▶ Your task
Could you reproduce every one of the records below word for word, leaving the pictures out?
>> START
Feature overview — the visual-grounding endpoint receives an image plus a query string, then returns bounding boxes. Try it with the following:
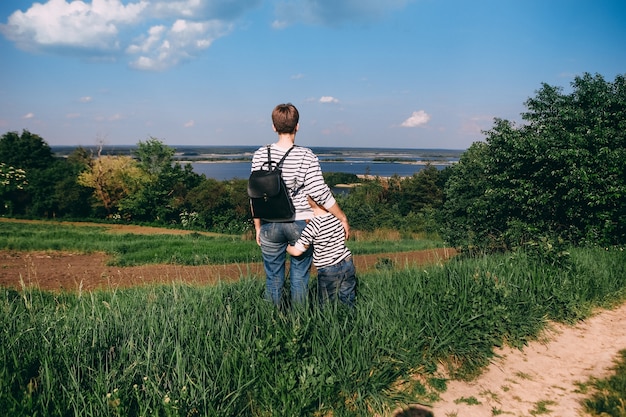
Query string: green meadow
[0,219,626,417]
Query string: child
[287,196,356,307]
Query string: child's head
[272,103,300,133]
[306,195,327,213]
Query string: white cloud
[400,110,430,127]
[0,0,254,70]
[126,19,232,71]
[272,0,410,29]
[0,0,148,52]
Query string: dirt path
[0,218,626,417]
[432,304,626,417]
[0,249,456,291]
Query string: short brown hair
[272,103,300,133]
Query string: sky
[0,0,626,149]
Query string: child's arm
[287,240,309,256]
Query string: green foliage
[0,221,441,266]
[323,172,361,187]
[337,166,443,233]
[0,248,626,417]
[442,74,626,249]
[0,222,260,266]
[0,130,54,172]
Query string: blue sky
[0,0,626,149]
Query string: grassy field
[0,222,442,266]
[0,219,626,417]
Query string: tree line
[0,73,626,250]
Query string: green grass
[0,236,626,417]
[0,222,441,266]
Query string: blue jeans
[317,257,356,307]
[261,220,313,306]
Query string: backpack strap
[276,145,296,168]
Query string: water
[177,146,463,181]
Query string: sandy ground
[420,304,626,417]
[0,219,626,417]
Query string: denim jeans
[261,220,313,306]
[317,257,356,307]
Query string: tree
[443,74,626,247]
[0,130,63,217]
[78,155,146,215]
[120,138,202,223]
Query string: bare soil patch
[0,219,626,417]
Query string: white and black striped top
[295,213,352,269]
[251,143,335,220]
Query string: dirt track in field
[0,219,456,291]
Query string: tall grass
[0,222,441,266]
[0,248,626,417]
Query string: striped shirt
[295,213,352,269]
[251,143,335,220]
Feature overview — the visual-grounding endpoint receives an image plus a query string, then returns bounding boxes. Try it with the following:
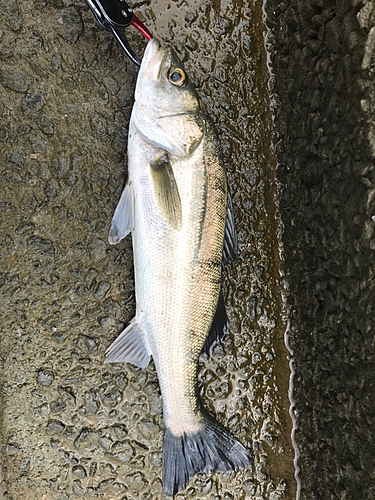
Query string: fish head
[132,38,205,157]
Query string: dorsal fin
[223,187,238,264]
[201,290,228,355]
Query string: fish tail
[163,412,252,496]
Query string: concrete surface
[267,0,375,500]
[0,0,295,500]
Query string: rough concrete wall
[267,0,375,500]
[0,0,294,500]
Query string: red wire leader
[130,14,153,41]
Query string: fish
[106,38,252,496]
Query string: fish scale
[107,39,251,495]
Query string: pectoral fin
[105,318,150,368]
[108,182,134,245]
[150,153,182,230]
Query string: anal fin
[105,318,150,368]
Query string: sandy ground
[0,0,375,500]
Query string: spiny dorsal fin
[108,182,134,245]
[105,318,150,368]
[150,153,182,230]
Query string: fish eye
[168,68,186,87]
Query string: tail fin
[163,412,252,496]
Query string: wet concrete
[0,0,295,500]
[0,0,375,500]
[267,0,375,500]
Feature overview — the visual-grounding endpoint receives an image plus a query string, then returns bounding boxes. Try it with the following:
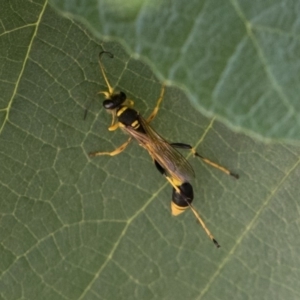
>> END
▶ Problem solution
Feature overview — the visual-grounding endpoint receives an image plus a query string, then returns bounding boxes. Try it with the following:
Query string: green meadow
[0,219,626,417]
Query string: child
[287,196,356,307]
Query string: child's head
[272,103,300,133]
[306,195,327,213]
Query string: white cloud
[400,110,430,127]
[0,0,254,70]
[126,19,232,71]
[272,0,410,29]
[0,0,148,52]
Query string: dirt path
[0,218,626,417]
[432,304,626,417]
[0,249,456,291]
Query string: short brown hair
[272,103,300,133]
Query string: sky
[0,0,626,149]
Query string: child's arm
[287,240,309,256]
Query string: green foliage
[0,221,441,266]
[323,172,361,187]
[337,166,443,233]
[0,248,626,417]
[442,74,626,249]
[0,222,260,266]
[0,130,54,172]
Query string: blue sky
[0,0,626,149]
Query string: grassy field
[0,222,442,266]
[0,219,626,417]
Query string: tree line
[0,73,626,250]
Query string: green grass
[0,236,626,417]
[0,222,441,266]
Query string: blue jeans
[317,257,356,307]
[261,220,313,306]
Query string: backpack strap
[276,145,296,168]
Query string: water
[177,146,463,181]
Query string: sandy ground
[420,304,626,417]
[0,219,626,417]
Query string: denim jeans
[261,220,313,306]
[317,257,356,307]
Query string: tree
[443,74,626,247]
[0,130,63,217]
[78,155,146,215]
[120,138,202,223]
Query string: bare soil patch
[0,219,626,417]
Query string: white and black striped top
[295,213,352,269]
[251,143,335,220]
Query string: dirt track in field
[0,219,456,291]
Query string: tall grass
[0,222,441,266]
[0,248,626,417]
Query string: striped shirt
[295,213,352,269]
[251,143,335,220]
Feature overview — the visual-grounding endpoint receives an image plus a query string, then returns bounding boxes. Try it with the following:
Query string: fish head
[132,38,205,157]
Query string: dorsal fin
[223,187,238,264]
[201,290,228,355]
Query string: fish tail
[163,412,252,496]
Query string: concrete surface
[267,0,375,500]
[0,0,295,500]
Query string: rough concrete wall
[267,0,375,500]
[0,0,294,500]
Query string: red wire leader
[130,14,153,41]
Query string: fish
[106,38,252,496]
Query string: fish scale
[107,39,251,495]
Query string: pectoral fin
[105,318,150,368]
[108,182,134,245]
[150,153,182,230]
Query string: anal fin
[105,318,150,368]
Query string: sandy ground
[0,0,375,500]
Query string: spiny dorsal fin
[108,182,134,245]
[105,318,150,368]
[150,153,182,230]
Query string: fish eye
[168,68,186,87]
Query string: tail fin
[163,412,252,496]
Query string: wet concrete
[0,0,295,500]
[0,0,375,500]
[267,0,375,500]
Feature overview — the visual-grounding endpoint receives an image plus a query string, then returns bounding boxes. Try it with the following:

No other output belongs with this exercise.